Computer Ethics

Well-Being: Part 1

Christopher L. Holland

Saint Louis University

September 5, 2024

Well-Being

What is noninstrumentally good for a person

Well-Being

Theories of well-being attempt to tell us what makes a person’s life better or worse for them.

Synonyms and terms closely associated with well-being include:

  • welfare
  • personal-interest
  • self-interest
  • quality of life
  • eudaimonia
  • happiness
  • flourishing

Key Concepts

Instrumental Value
Something is instrumentally valuable if and only if it is valuable as a means to some other valuable thing.
Final Value (non-instrumental value)
Something is finally valuable if and only if it is valuable as an end.
Prudential/Personal Value
Something is prudentially valuable for someone if and only if it benefits that person.

Theories of Well-being

We can divide theories of well-being into four major types:1

  • hedonism
  • desire satisfactionism
  • eudaimonism
  • objective list theories

Each theory offers a different account of final prudential value.

Hedonism
Pleasure is finally valuable, and pain is finally disvaluable. A person is doing well to the extent that their life is pleasant and poorly to the extent that their life is unpleasant.
Desire Satisfactionism
Also called preferentialism and desire-fulfillment theory. It is finally good for a person to have their desires satisfied, and it is bad for a person to have their desires frustrated. A person is doing well to the extent that their desires are satisfied, and a person is doing poorly to the extent that they are frustrated.

RECORD EXCERPTS ->
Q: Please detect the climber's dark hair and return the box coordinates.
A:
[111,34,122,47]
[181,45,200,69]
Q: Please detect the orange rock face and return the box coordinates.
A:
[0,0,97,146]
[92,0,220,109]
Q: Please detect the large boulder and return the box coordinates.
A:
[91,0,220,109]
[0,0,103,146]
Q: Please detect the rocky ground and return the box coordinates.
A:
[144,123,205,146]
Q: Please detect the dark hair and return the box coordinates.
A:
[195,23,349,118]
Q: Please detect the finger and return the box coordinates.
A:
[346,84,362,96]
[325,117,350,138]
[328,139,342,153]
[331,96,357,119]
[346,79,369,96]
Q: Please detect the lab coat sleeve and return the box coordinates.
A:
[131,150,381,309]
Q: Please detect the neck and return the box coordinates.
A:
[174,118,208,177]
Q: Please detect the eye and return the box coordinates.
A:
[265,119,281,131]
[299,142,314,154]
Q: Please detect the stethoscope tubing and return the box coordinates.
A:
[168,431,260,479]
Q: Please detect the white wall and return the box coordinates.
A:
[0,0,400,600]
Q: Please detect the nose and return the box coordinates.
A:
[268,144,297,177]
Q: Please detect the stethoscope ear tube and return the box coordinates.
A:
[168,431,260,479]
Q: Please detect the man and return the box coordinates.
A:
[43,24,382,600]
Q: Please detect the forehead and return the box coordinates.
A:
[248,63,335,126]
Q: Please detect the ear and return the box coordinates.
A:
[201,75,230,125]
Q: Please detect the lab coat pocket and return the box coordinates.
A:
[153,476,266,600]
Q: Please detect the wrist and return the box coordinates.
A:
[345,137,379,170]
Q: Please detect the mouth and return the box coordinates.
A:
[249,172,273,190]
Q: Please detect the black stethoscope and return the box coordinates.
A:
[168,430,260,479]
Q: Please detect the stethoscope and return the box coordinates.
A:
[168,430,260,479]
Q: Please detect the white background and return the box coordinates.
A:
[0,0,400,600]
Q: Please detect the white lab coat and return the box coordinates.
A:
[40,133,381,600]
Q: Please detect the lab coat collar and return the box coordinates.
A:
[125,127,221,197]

GOAL ->
Reproduce the well-being lecture notes in full, word for word, from the course title to the final sentence on desire satisfactionism.

TASK ANSWER ->
Computer Ethics

Well-Being: Part 1

Christopher L. Holland

Saint Louis University

September 5, 2024

Well-Being

What is noninstrumentally good for a person

Well-Being

Theories of well-being attempt to tell us what makes a person’s life better or worse for them.

Synonyms and terms closely associated with well-being include:

  • welfare
  • personal-interest
  • self-interest
  • quality of life
  • eudaimonia
  • happiness
  • flourishing

Key Concepts

Instrumental Value
Something is instrumentally valuable if and only if it is valuable as a means to some other valuable thing.
Final Value (non-instrumental value)
Something is finally valuable if and only if it is valuable as an end.
Prudential/Personal Value
Something is prudentially valuable for someone if and only if it benefits that person.

Theories of Well-being

We can divide theories of well-being into four major types:1

  • hedonism
  • desire satisfactionism
  • eudaimonism
  • objective list theories

Each theory offers a different account of final prudential value.

Hedonism
Pleasure is finally valuable, and pain is finally disvaluable. A person is doing well to the extent that their life is pleasant and poorly to the extent that their life is unpleasant.
Desire Satisfactionism
Also called preferentialism and desire-fulfillment theory. It is finally good for a person to have their desires satisfied, and it is bad for a person to have their desires frustrated. A person is doing well to the extent that their desires are satisfied, and a person is doing poorly to the extent that they are frustrated.